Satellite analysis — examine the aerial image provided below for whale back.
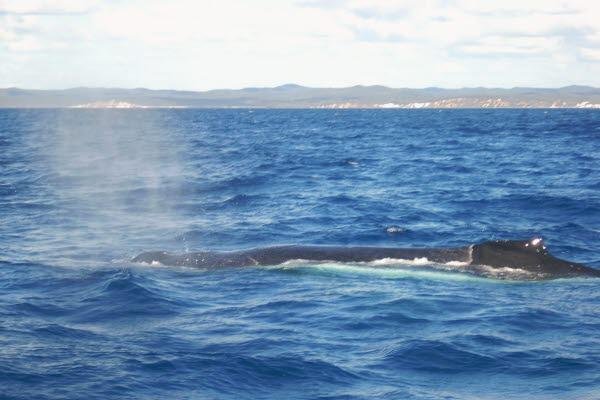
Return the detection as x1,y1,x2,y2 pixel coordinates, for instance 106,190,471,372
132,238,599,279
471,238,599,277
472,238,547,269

#####

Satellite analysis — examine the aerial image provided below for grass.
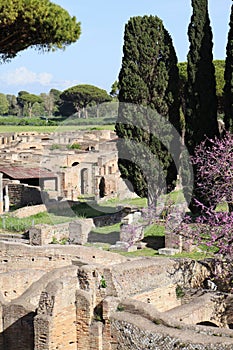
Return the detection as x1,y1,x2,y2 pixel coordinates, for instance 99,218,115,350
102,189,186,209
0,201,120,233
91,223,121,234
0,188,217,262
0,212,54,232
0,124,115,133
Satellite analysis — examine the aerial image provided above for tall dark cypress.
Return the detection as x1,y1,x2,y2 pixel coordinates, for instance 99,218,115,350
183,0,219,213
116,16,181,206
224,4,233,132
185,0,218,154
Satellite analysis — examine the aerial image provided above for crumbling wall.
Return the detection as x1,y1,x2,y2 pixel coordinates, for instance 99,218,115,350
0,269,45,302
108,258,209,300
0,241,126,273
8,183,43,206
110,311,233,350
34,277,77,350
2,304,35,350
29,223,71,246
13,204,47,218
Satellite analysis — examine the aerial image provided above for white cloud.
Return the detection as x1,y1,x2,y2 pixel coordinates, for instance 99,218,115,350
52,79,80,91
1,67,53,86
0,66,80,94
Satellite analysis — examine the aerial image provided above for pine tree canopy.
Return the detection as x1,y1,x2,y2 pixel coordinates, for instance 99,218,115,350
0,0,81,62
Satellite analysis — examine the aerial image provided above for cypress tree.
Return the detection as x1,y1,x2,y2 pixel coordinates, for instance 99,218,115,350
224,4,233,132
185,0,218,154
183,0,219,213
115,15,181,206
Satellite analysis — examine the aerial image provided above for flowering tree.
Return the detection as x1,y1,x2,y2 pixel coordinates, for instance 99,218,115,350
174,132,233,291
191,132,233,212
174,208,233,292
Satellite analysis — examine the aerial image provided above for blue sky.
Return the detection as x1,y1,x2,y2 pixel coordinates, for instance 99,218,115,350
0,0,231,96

#####

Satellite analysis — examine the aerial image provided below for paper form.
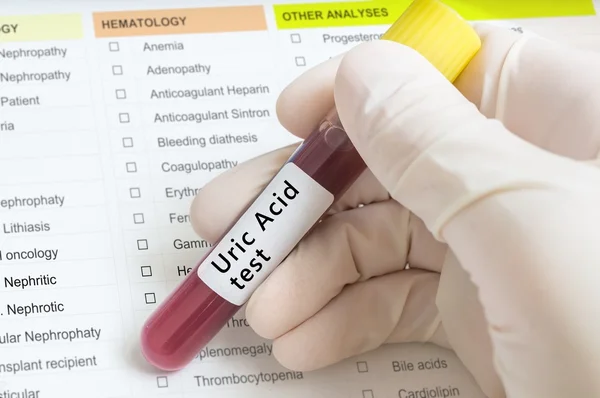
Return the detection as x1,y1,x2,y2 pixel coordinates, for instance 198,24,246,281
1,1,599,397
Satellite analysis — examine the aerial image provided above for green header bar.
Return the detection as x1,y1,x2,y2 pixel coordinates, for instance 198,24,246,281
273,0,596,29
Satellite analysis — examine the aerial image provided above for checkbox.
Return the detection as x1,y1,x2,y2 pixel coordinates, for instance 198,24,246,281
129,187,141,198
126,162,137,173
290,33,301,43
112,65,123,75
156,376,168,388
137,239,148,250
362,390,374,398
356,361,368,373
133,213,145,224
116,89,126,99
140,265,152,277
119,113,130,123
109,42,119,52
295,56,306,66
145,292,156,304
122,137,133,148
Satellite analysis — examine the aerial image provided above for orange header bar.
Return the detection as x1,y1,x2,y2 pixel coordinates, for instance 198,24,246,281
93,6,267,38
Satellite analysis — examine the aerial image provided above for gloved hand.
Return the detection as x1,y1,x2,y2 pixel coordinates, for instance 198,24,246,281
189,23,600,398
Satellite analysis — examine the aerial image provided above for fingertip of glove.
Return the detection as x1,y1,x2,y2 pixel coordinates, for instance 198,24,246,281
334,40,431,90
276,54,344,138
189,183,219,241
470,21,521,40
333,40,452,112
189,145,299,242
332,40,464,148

#####

Collect the lines of the data that carry the word "tree".

Satellite analysis — examine the aerial image provided above for pine tree canopy.
Satellite analysis — examine the aerial image provided above for cypress tree.
Satellite analysis — examine the aerial image provided above for flowering tree.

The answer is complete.